### Text section
◇ ◇ ◇ ◇

As you've heard me say on prior earnings calls, given the subscription nature of our business and its lag effect, our progress will not translate into top line improvements in 2013. This year's performance in our Financial business reflects last year's negative sales. Now despite the top line pressure in F&R, we continue to make consistent, tangible progress in rolling out new products while at the same time reducing our cost structure in a sustainable manner to grow margins and free cash flow. And you can see that reflected in today's results.

At the consolidated level, EBITDA was up 3% despite a 1% decline in organic revenues, and underlying operating profit was up slightly despite the decline in organic revenues and a $20 million increase in depreciation and amortization. Stephane will share more details on that in a moment.

And finally, this morning, we are reaffirming our full year 2013 outlook.

Let's turn to the results by business segment for the quarter, beginning with our Financial business. Revenues declined 1%, as expected. Growth in Risk & Compliance and Marketplaces was offset by a decline in our Trading and Investors businesses.

Turning to net sales. We continue to see a marked improvement in net sales, and we expect that trend to continue over the balance of the year as Eikon, Elektron and other new products continue to ramp up.

The second quarter was negative but was substantially better than both Q1 this year and Q2 of last year.

Some additional color. This quarter marked the lowest negative net sales quarter since Q3 2011. And all global regions continued their positive trajectory with several encouraging developments. Asia was positive, and Japan achieved positive net sales for the first time since Q2 2011. The Americas showed strong improvement.

So the sales trends continue in the right direction. We have broken into positive sales territory in some regions in Q2 and expect to see continued improvement across-the-board over the balance of the year.

Unfortunately, the headwinds affecting the largest global banks, particularly in Europe, continue to dampen our progress. The continued cost cutting, retrenchment and headcount reductions by the biggest European players shapes the playing field on which we compete.

◇ ◇ ◇ ◇

(Position identification rows)

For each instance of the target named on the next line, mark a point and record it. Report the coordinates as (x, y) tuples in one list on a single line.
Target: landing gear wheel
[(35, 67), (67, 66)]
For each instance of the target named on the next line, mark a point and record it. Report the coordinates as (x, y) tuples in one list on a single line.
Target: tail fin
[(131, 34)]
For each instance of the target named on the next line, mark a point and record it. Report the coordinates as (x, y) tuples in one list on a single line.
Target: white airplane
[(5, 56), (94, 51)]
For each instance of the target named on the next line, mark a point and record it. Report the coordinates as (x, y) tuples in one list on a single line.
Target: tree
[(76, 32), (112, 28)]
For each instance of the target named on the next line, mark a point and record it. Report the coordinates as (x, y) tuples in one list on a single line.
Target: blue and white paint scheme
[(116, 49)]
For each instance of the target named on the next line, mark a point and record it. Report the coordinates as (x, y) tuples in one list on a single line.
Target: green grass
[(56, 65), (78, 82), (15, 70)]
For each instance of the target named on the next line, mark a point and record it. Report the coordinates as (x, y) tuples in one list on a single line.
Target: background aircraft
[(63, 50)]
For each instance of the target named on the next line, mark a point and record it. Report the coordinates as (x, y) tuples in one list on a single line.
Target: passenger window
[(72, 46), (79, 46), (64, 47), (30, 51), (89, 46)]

◇ ◇ ◇ ◇

### Task requirements
a – According to the earnings call remarks, why will the company's progress not translate into top line improvements in 2013?
b – Set down the stretch of rows from the start through the line that contains "[(5, 56), (94, 51)]", both ends included.

### Answers for this exercise
a – The subscription nature of the business has a lag effect, so the progress will not show up as top line improvements in 2013. This year's Financial performance reflects last year's negative sales.

b –
For each instance of the target named on the next line, mark a point and record it. Report the coordinates as (x, y) tuples in one list on a single line.
Target: landing gear wheel
[(35, 67), (67, 66)]
For each instance of the target named on the next line, mark a point and record it. Report the coordinates as (x, y) tuples in one list on a single line.
Target: tail fin
[(131, 34)]
For each instance of the target named on the next line, mark a point and record it. Report the coordinates as (x, y) tuples in one list on a single line.
Target: white airplane
[(5, 56), (94, 51)]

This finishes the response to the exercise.